WHAT THIS TASK INVOLVES:
Please gather and copy every line in the items below that contains the string "light". Uppercase and lowercase must match.
########
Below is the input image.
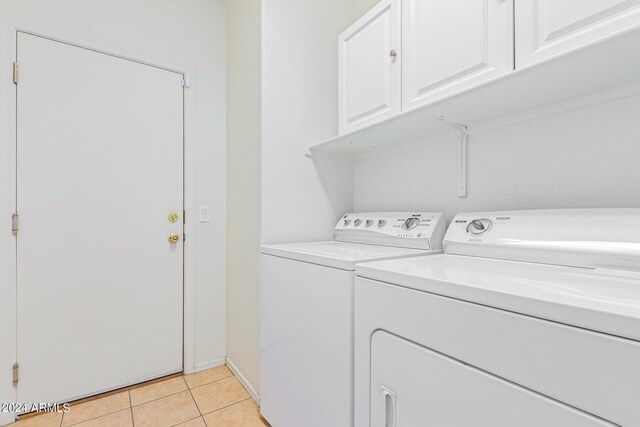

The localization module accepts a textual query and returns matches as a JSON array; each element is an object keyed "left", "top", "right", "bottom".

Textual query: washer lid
[
  {"left": 262, "top": 241, "right": 442, "bottom": 271},
  {"left": 356, "top": 254, "right": 640, "bottom": 341}
]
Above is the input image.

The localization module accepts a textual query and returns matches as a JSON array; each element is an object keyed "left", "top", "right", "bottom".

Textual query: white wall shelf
[{"left": 309, "top": 29, "right": 640, "bottom": 155}]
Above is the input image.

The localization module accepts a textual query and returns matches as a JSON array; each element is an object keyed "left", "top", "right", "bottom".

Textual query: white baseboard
[
  {"left": 227, "top": 357, "right": 260, "bottom": 406},
  {"left": 193, "top": 357, "right": 226, "bottom": 372}
]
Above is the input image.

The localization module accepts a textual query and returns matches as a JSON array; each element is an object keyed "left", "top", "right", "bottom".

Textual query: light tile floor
[{"left": 10, "top": 366, "right": 268, "bottom": 427}]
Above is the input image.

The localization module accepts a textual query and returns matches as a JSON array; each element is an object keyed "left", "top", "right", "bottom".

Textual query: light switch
[{"left": 198, "top": 206, "right": 209, "bottom": 222}]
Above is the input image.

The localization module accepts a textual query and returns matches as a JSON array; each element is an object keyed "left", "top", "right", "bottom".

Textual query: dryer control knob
[
  {"left": 402, "top": 217, "right": 420, "bottom": 230},
  {"left": 467, "top": 218, "right": 493, "bottom": 236}
]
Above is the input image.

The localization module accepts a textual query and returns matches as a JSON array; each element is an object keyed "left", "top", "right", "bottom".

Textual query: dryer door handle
[{"left": 380, "top": 386, "right": 398, "bottom": 427}]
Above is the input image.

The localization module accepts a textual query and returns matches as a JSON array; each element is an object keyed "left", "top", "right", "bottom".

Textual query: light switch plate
[{"left": 198, "top": 206, "right": 209, "bottom": 222}]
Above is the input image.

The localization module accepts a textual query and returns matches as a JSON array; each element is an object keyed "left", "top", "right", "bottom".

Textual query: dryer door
[{"left": 370, "top": 331, "right": 614, "bottom": 427}]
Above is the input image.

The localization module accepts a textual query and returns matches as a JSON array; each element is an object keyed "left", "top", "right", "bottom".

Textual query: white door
[
  {"left": 370, "top": 331, "right": 614, "bottom": 427},
  {"left": 402, "top": 0, "right": 513, "bottom": 111},
  {"left": 515, "top": 0, "right": 640, "bottom": 68},
  {"left": 338, "top": 0, "right": 401, "bottom": 133},
  {"left": 17, "top": 33, "right": 183, "bottom": 408}
]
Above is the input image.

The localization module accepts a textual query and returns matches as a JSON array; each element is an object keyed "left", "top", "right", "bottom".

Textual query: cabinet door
[
  {"left": 402, "top": 0, "right": 513, "bottom": 110},
  {"left": 370, "top": 331, "right": 614, "bottom": 427},
  {"left": 339, "top": 0, "right": 401, "bottom": 133},
  {"left": 515, "top": 0, "right": 640, "bottom": 68}
]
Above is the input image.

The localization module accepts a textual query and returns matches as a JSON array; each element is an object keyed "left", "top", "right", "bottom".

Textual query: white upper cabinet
[
  {"left": 515, "top": 0, "right": 640, "bottom": 68},
  {"left": 402, "top": 0, "right": 512, "bottom": 110},
  {"left": 338, "top": 0, "right": 401, "bottom": 133}
]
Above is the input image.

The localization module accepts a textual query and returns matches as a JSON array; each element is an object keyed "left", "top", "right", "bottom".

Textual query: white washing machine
[
  {"left": 260, "top": 212, "right": 445, "bottom": 427},
  {"left": 355, "top": 209, "right": 640, "bottom": 427}
]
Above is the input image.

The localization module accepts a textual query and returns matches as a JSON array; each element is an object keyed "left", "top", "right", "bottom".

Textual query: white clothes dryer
[
  {"left": 355, "top": 209, "right": 640, "bottom": 427},
  {"left": 260, "top": 212, "right": 446, "bottom": 427}
]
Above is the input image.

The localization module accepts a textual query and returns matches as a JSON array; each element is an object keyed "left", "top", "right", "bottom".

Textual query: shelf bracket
[{"left": 438, "top": 117, "right": 469, "bottom": 197}]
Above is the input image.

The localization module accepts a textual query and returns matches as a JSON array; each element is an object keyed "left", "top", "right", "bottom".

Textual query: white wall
[
  {"left": 262, "top": 0, "right": 353, "bottom": 244},
  {"left": 352, "top": 0, "right": 380, "bottom": 21},
  {"left": 228, "top": 0, "right": 352, "bottom": 402},
  {"left": 0, "top": 0, "right": 226, "bottom": 367},
  {"left": 227, "top": 0, "right": 262, "bottom": 398},
  {"left": 354, "top": 95, "right": 640, "bottom": 220}
]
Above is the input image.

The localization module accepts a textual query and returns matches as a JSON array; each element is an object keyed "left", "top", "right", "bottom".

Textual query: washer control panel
[
  {"left": 444, "top": 208, "right": 640, "bottom": 271},
  {"left": 333, "top": 212, "right": 446, "bottom": 249}
]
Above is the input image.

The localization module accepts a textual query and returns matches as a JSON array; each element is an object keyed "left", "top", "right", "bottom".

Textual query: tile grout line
[
  {"left": 129, "top": 390, "right": 136, "bottom": 427},
  {"left": 202, "top": 396, "right": 253, "bottom": 423},
  {"left": 182, "top": 377, "right": 206, "bottom": 418},
  {"left": 182, "top": 374, "right": 236, "bottom": 390},
  {"left": 171, "top": 415, "right": 206, "bottom": 427}
]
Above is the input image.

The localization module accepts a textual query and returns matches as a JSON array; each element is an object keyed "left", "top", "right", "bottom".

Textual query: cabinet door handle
[{"left": 380, "top": 386, "right": 397, "bottom": 427}]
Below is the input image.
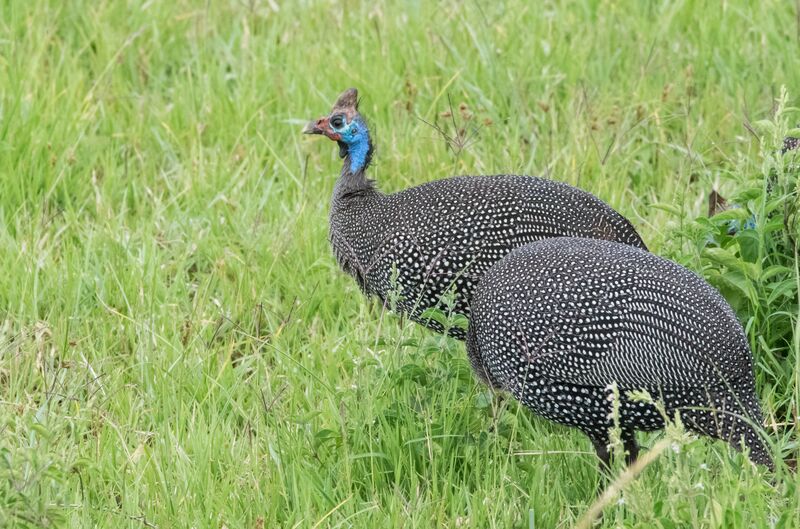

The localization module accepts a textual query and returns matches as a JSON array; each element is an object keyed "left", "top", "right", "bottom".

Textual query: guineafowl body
[
  {"left": 467, "top": 238, "right": 772, "bottom": 466},
  {"left": 305, "top": 89, "right": 645, "bottom": 340}
]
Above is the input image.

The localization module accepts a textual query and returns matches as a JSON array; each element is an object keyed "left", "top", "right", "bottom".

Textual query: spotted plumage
[
  {"left": 306, "top": 89, "right": 645, "bottom": 339},
  {"left": 467, "top": 238, "right": 772, "bottom": 466}
]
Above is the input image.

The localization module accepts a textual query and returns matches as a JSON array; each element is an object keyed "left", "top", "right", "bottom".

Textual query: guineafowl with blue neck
[{"left": 304, "top": 88, "right": 645, "bottom": 340}]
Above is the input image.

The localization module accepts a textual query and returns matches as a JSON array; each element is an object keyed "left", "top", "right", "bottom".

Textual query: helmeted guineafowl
[
  {"left": 304, "top": 88, "right": 645, "bottom": 340},
  {"left": 467, "top": 238, "right": 772, "bottom": 467}
]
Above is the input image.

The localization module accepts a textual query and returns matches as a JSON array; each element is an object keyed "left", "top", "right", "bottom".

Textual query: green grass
########
REPLY:
Textual query: light tile floor
Textual query: light switch
Textual query: light switch plate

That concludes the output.